Unique ways restaurants are practicing safe distancing, around the world
From glasshouses to plastic pods, here are the weird and wonderful ways that restaurateurs are adopting to keep patrons safely apart.
Here in Singapore, dine-in restrictions have been lifted since June 19, which means that you can now head to restaurants for a meal with family or friends (with a maximum of five people, of course). Though the lifting of dine-in restrictions is welcome news for local restaurateurs, safety measures, in particular safe distancing, are an important consideration.
For Singapore restaurants, ensuring safe distancing means spreading tables further apart, and even reducing the number of tables. At one Michelin-starred Alma by Juan Amador, tables have been placed 1m apart. “Given the ample space at Alma, tables will comfortably sit at more than one metre apart. Each table will seat a maximum of five pax,” a spokesperson at Alma shared.
Over at Buona Terra, the one Michelin-starred restaurant has had to reduce tables by 10 per cent to comply with the required 1m safe distancing regulation. “The space is designed like a home with its warm and intimate setting, so even with appropriate distancing, the restaurant still feels cosy,” a spokesperson at Buona Terra said.
Overseas, however, restaurants have found weird and wonderful ways to ensure diners keep a safe distance away from each other. Here’s a look at some of them.

- WHAT YOU ARE ASKED TO DO
In the piece on restaurant safe distancing, by how much did Buona Terra cut its number of tables?

- EXERCISE DATA
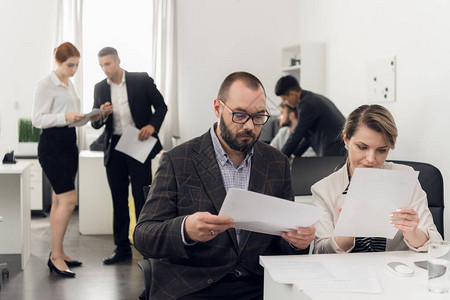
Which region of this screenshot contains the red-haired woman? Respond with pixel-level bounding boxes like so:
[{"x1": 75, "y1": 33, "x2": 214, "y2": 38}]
[{"x1": 32, "y1": 42, "x2": 85, "y2": 277}]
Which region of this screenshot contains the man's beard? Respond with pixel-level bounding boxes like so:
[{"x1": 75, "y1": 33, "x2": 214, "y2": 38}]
[{"x1": 219, "y1": 116, "x2": 261, "y2": 152}]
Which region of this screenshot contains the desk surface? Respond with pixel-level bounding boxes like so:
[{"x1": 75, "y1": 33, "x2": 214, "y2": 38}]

- ANSWER AREA
By 10 percent.